↓↓↓

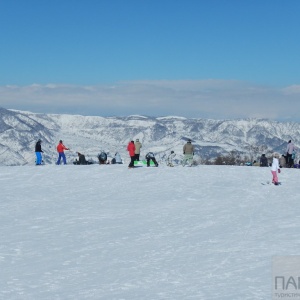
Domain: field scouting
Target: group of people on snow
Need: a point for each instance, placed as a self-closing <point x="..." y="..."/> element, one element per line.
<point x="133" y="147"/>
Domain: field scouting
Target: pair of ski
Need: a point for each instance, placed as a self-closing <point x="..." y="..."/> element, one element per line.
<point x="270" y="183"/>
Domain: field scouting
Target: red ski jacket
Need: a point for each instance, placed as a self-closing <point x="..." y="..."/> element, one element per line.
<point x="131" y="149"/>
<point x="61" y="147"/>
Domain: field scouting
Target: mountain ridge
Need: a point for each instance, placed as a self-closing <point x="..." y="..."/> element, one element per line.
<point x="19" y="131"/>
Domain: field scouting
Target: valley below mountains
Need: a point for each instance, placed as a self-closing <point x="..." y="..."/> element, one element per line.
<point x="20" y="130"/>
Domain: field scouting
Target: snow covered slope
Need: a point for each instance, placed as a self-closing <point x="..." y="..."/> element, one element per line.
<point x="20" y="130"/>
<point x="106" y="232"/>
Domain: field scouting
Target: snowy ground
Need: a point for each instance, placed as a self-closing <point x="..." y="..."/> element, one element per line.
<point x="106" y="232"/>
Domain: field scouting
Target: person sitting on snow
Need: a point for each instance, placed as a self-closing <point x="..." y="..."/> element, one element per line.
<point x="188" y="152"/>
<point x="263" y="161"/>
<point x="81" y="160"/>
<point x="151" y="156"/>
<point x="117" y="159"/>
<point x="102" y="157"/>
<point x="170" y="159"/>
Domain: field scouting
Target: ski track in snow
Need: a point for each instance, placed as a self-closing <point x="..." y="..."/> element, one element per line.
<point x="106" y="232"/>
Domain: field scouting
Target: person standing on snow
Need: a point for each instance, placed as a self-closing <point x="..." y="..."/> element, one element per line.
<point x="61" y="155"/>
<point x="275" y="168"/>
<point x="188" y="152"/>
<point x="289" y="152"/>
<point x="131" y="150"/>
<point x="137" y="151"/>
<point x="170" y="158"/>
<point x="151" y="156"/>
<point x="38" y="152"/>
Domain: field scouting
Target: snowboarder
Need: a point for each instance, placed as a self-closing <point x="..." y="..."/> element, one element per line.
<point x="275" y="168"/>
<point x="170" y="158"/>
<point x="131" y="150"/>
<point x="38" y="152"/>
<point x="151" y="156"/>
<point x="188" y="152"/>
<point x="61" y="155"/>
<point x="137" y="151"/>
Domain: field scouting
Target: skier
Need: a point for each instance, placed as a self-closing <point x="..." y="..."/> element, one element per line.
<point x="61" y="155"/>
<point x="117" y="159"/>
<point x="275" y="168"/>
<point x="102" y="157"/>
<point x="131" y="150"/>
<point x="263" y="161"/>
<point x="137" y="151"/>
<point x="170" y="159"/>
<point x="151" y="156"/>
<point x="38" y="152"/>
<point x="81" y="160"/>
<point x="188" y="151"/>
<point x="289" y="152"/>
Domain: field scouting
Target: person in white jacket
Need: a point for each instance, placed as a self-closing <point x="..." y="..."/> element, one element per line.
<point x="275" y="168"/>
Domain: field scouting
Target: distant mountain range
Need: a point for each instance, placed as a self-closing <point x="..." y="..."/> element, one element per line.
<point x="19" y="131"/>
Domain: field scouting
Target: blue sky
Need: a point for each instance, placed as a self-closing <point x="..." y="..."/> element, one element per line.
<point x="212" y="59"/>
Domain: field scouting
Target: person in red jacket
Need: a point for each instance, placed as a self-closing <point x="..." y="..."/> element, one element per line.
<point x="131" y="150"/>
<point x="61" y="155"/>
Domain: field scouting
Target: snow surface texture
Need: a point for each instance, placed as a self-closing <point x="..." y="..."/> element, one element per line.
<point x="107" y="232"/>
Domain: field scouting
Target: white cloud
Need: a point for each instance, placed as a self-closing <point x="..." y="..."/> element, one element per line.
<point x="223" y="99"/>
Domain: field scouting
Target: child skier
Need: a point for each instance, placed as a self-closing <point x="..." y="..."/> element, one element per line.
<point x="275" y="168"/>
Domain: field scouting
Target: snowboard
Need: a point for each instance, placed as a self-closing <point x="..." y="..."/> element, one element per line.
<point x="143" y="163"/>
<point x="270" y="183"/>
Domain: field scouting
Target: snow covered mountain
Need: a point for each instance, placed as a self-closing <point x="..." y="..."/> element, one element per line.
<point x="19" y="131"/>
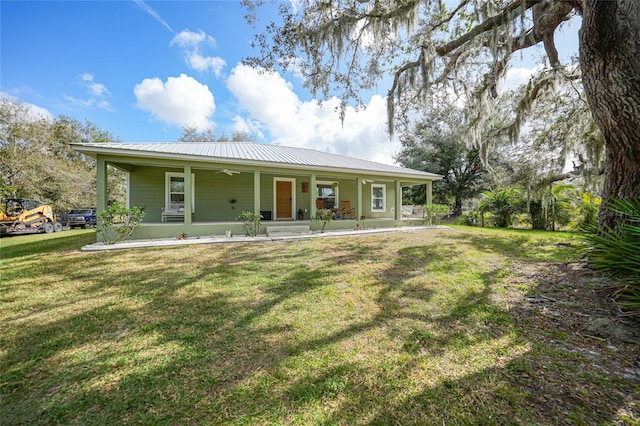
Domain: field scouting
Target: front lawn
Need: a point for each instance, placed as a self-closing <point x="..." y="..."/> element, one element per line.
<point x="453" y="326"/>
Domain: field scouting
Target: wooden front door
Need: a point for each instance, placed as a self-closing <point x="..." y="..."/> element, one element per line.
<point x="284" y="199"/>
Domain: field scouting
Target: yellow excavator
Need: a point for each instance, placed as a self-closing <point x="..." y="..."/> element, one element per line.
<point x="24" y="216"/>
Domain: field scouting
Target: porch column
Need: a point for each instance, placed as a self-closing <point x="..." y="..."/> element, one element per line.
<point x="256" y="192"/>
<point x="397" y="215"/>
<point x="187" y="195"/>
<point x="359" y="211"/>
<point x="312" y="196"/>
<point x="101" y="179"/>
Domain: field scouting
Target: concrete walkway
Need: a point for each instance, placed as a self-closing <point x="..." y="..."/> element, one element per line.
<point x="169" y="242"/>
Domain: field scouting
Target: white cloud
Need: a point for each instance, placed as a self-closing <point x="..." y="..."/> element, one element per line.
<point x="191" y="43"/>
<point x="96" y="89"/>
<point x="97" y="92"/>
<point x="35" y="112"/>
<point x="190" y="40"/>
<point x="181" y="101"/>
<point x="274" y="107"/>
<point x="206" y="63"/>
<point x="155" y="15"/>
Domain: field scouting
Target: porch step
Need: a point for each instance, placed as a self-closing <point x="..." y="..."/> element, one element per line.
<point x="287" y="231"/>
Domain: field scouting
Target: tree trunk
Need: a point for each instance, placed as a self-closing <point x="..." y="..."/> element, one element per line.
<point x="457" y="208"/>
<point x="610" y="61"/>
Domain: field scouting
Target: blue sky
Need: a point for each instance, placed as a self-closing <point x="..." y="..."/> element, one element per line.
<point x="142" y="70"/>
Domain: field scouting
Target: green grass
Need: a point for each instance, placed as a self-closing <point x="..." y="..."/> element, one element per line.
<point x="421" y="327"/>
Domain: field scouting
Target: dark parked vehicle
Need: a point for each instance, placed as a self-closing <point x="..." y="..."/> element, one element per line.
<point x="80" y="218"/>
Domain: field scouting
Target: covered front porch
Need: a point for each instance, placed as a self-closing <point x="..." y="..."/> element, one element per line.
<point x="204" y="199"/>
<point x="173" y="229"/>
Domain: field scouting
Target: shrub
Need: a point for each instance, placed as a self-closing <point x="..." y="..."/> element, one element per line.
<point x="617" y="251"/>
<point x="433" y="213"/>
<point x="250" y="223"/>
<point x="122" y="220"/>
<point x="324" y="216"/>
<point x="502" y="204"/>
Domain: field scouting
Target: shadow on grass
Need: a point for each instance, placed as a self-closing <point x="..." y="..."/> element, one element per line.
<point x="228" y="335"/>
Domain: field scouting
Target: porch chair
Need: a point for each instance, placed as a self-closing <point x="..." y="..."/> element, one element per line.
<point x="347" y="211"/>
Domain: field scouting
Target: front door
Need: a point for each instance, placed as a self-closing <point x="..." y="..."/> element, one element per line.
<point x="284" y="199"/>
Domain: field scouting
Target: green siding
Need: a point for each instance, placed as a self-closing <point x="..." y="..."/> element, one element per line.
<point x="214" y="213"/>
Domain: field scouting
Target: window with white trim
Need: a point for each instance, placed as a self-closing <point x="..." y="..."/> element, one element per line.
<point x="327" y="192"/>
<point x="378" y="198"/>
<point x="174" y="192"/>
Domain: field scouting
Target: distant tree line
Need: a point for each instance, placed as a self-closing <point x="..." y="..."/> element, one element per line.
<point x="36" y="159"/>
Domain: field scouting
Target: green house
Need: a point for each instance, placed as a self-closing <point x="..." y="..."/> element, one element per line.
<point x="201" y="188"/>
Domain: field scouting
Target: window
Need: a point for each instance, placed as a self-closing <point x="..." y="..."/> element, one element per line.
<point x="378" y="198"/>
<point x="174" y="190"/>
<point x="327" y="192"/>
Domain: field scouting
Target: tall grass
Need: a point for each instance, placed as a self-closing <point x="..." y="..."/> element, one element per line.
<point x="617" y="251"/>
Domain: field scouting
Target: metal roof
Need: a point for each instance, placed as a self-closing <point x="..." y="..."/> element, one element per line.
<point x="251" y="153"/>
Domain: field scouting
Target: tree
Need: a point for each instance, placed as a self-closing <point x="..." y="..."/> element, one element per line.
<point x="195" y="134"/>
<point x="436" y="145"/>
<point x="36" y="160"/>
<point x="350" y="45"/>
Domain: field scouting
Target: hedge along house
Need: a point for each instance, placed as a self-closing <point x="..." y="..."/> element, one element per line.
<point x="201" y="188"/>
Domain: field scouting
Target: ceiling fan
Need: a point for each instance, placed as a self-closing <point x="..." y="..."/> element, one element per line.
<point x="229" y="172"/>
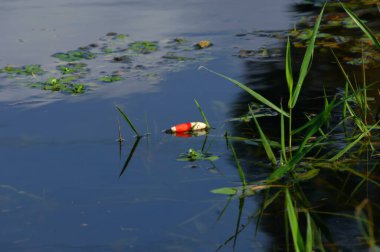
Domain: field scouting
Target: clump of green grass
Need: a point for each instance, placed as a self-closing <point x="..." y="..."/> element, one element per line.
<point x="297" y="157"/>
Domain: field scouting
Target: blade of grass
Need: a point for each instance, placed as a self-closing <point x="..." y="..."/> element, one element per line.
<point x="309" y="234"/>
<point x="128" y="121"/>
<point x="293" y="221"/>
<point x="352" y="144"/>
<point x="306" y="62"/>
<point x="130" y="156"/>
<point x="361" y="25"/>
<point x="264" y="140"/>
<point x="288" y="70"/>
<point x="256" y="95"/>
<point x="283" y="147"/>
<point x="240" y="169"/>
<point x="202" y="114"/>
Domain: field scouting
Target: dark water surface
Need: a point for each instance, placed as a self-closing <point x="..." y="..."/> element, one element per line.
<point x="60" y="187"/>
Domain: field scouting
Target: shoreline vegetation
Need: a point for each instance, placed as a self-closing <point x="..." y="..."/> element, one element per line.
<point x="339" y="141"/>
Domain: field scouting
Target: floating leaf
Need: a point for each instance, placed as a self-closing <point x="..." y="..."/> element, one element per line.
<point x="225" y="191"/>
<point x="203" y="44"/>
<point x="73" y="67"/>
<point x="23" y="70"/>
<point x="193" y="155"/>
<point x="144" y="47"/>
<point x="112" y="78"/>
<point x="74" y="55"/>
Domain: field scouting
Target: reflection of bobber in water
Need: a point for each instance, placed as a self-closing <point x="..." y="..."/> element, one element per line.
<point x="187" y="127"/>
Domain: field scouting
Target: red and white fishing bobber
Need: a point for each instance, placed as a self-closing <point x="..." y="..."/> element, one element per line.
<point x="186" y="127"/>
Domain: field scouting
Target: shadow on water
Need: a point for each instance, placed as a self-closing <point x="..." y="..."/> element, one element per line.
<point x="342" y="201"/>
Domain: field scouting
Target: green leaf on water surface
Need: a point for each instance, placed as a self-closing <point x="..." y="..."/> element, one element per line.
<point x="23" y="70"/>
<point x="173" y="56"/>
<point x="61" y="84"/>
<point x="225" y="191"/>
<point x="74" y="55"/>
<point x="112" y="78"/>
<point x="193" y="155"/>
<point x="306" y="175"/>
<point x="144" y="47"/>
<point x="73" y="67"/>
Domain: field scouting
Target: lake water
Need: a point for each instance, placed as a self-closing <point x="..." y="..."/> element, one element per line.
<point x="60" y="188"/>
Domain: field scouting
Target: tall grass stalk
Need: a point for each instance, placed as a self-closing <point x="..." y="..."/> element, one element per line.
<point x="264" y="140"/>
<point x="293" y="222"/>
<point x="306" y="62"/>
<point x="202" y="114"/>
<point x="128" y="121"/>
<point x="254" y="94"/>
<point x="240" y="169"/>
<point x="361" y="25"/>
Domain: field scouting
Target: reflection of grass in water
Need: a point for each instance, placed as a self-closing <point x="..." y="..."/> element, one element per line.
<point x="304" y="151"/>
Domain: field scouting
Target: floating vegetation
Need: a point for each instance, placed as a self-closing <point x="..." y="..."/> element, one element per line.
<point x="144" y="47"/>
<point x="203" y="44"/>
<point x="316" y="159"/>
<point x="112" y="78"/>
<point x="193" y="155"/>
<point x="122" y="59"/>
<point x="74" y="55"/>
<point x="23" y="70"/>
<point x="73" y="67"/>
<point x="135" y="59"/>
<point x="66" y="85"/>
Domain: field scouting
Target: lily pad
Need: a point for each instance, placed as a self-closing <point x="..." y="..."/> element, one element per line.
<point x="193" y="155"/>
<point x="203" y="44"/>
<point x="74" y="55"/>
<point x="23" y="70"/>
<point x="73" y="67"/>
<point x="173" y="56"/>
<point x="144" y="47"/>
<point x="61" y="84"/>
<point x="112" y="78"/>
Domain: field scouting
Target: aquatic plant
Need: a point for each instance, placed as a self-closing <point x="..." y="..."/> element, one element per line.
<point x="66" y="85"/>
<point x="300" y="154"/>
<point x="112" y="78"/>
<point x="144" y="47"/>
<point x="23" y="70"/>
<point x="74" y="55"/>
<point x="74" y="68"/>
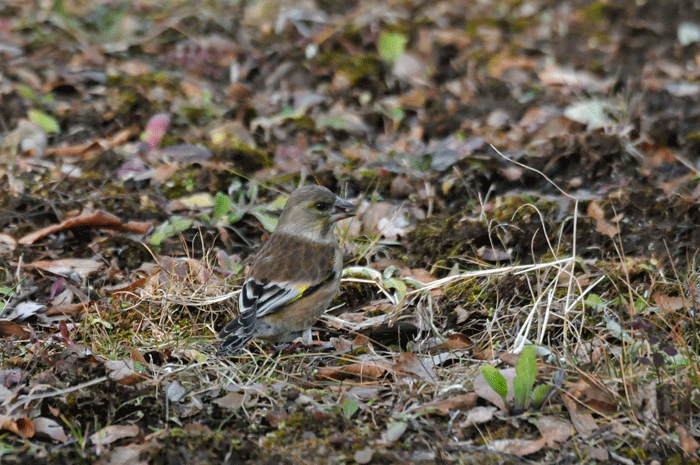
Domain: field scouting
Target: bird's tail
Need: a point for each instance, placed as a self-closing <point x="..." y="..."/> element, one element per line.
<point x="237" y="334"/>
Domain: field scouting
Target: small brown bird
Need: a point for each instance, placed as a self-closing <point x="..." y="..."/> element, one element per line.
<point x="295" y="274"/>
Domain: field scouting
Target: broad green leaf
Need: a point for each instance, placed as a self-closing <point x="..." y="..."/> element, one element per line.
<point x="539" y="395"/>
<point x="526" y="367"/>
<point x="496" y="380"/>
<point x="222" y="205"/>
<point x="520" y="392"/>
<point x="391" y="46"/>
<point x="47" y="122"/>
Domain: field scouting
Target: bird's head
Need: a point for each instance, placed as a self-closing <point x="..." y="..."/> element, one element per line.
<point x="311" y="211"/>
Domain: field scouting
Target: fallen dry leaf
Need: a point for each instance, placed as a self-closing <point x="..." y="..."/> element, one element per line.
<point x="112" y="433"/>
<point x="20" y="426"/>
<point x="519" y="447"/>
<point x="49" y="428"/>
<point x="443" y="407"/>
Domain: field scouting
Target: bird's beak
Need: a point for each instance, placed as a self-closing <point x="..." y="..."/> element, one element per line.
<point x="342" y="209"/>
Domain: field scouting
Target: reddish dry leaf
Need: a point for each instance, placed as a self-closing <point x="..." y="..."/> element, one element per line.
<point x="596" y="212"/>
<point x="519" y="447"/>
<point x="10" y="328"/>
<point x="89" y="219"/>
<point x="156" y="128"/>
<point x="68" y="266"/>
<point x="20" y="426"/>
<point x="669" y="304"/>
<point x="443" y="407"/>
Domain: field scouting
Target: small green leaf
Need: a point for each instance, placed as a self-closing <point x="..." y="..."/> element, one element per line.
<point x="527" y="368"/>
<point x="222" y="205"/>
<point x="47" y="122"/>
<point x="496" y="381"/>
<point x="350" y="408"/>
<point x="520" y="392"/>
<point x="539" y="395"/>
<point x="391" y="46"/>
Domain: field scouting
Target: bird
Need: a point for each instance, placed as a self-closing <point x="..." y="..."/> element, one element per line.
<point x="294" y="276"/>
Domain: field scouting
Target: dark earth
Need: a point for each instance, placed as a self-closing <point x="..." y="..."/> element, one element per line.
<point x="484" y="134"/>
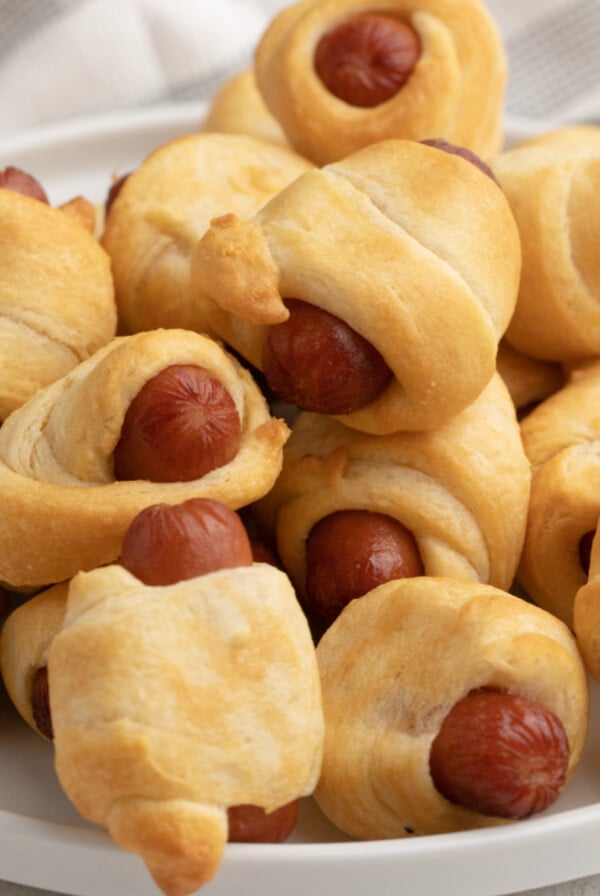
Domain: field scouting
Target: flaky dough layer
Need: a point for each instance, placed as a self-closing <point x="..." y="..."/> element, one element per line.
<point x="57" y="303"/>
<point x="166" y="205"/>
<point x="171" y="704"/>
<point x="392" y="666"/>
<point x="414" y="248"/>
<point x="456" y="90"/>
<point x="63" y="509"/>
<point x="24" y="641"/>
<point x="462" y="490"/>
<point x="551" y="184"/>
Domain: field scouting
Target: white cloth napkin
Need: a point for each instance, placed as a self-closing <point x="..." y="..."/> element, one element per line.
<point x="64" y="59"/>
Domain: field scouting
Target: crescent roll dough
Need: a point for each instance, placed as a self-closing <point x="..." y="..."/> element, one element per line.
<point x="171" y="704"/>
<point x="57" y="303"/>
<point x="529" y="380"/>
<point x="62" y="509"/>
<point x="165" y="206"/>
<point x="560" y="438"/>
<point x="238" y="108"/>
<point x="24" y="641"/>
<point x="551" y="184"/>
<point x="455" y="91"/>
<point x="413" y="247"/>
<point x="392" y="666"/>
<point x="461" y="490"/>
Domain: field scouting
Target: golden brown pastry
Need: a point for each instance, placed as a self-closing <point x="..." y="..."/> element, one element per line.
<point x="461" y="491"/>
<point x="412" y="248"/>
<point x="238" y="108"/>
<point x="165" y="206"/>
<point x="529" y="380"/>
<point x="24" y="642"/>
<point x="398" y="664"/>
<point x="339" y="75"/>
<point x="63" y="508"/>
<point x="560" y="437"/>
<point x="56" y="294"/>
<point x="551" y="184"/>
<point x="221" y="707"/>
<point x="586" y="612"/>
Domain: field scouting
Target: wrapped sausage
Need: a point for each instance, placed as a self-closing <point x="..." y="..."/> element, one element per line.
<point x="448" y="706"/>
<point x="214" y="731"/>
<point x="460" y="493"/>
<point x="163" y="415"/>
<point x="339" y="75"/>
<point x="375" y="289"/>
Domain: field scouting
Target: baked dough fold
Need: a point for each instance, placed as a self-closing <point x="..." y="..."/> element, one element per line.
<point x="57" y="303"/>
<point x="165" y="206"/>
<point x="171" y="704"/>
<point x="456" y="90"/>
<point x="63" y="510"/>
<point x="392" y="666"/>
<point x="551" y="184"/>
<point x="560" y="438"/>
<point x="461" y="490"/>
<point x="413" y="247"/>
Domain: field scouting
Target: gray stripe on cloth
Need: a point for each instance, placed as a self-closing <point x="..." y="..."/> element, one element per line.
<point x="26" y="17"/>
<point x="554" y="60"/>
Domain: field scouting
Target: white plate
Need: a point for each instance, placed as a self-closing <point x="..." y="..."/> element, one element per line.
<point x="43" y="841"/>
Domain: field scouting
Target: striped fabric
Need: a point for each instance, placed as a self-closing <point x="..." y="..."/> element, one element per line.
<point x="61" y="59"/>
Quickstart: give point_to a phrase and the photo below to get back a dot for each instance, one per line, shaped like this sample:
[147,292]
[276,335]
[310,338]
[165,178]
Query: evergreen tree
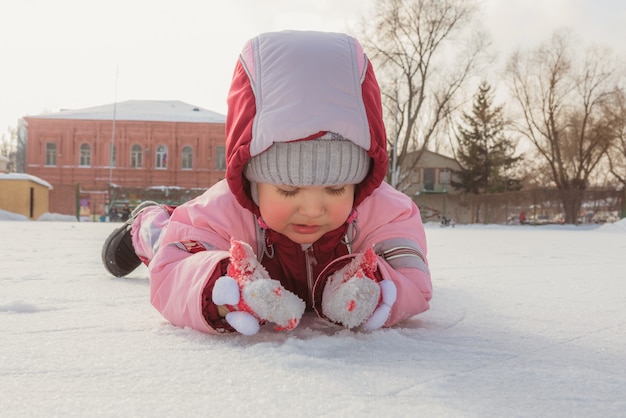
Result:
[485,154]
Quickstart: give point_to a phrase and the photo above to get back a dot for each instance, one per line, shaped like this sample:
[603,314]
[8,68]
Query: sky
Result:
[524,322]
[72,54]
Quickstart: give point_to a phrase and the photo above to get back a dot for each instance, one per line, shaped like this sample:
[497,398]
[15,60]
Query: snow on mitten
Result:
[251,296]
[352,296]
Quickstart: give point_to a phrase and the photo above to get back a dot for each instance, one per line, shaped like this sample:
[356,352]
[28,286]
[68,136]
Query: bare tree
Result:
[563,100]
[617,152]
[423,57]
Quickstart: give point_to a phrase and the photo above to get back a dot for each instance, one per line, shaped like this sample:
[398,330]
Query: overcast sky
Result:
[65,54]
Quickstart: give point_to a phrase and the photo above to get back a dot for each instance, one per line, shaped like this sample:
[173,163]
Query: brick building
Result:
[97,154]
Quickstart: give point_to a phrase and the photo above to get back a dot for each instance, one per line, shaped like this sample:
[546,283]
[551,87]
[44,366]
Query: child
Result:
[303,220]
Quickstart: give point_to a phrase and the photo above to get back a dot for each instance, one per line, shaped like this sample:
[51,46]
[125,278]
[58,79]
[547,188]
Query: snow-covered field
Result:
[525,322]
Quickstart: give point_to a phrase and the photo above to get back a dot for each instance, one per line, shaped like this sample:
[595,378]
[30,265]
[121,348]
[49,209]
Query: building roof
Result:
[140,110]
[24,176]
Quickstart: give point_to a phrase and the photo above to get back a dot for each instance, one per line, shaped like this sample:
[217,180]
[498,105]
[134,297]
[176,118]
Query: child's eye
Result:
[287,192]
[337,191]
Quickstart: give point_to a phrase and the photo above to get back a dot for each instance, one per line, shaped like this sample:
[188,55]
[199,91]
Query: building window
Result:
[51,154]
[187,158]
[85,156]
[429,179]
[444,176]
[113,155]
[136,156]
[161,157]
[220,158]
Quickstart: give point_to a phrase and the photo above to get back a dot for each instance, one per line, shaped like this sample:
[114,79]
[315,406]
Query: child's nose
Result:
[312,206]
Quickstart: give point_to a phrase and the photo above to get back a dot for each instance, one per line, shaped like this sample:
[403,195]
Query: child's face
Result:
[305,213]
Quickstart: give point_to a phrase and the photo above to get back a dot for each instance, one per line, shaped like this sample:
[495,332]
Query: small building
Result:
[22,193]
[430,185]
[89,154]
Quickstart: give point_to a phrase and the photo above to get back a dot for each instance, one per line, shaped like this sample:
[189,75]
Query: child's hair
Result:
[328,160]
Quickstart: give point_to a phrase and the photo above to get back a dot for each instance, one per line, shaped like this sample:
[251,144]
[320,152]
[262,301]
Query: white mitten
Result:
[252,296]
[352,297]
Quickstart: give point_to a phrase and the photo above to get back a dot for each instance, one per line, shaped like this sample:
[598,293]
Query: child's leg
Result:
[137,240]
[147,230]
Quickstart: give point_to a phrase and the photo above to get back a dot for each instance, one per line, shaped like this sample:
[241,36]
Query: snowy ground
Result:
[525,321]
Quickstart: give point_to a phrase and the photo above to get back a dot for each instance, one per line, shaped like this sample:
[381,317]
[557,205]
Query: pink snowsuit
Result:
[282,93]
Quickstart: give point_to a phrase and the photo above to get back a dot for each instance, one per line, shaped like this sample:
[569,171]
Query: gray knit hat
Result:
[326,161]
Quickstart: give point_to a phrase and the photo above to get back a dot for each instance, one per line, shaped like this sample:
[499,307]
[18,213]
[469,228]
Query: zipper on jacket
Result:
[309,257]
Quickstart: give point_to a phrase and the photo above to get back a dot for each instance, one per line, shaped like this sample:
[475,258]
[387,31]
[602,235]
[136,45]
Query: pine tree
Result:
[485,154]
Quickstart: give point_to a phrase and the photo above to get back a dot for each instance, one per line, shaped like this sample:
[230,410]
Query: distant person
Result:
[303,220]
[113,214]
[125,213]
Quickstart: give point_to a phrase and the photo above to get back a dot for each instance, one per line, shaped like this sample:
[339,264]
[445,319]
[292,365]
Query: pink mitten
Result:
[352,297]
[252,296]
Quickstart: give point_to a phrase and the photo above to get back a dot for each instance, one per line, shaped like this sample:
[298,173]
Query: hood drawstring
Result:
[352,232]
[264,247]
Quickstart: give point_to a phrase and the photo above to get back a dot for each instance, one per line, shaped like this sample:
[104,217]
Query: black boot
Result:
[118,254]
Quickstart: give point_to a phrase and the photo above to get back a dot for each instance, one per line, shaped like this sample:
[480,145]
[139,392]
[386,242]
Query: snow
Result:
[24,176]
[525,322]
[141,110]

↑↑↑

**Exercise prompt**
Scan the data above and copy each line containing the word "snowy".

**Task output**
Target: snowy ground
Query: snowy ground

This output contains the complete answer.